## [DATA SHOWN]
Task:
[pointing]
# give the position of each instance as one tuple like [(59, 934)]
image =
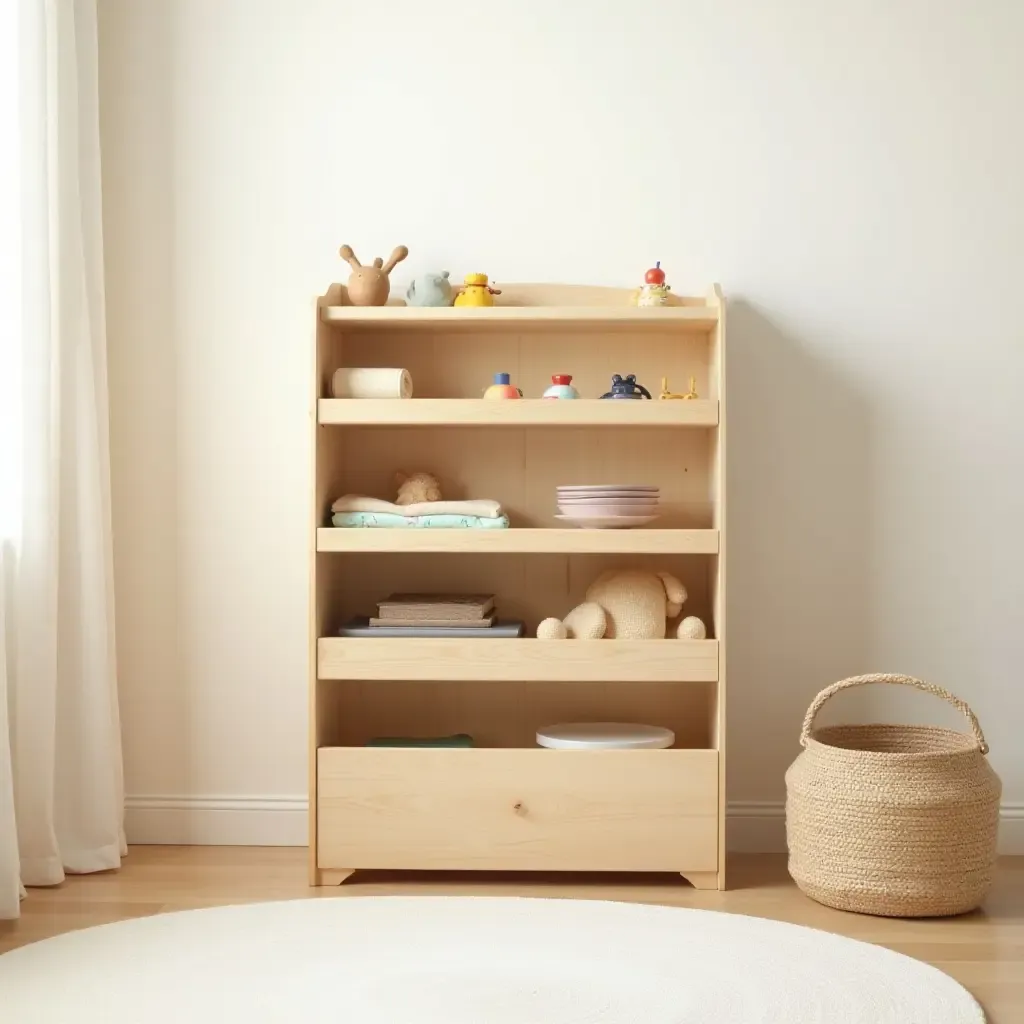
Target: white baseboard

## [SHORT PROBLEM]
Update the entries above by replacing "white baseboard" with "wooden baseboard" and leaving everything else as it is. Leave the pictures out of your answer.

## [EXERCISE SOLUTION]
Task:
[pointing]
# give the position of each instance as one tuple like [(59, 934)]
image =
Target: wooden baseboard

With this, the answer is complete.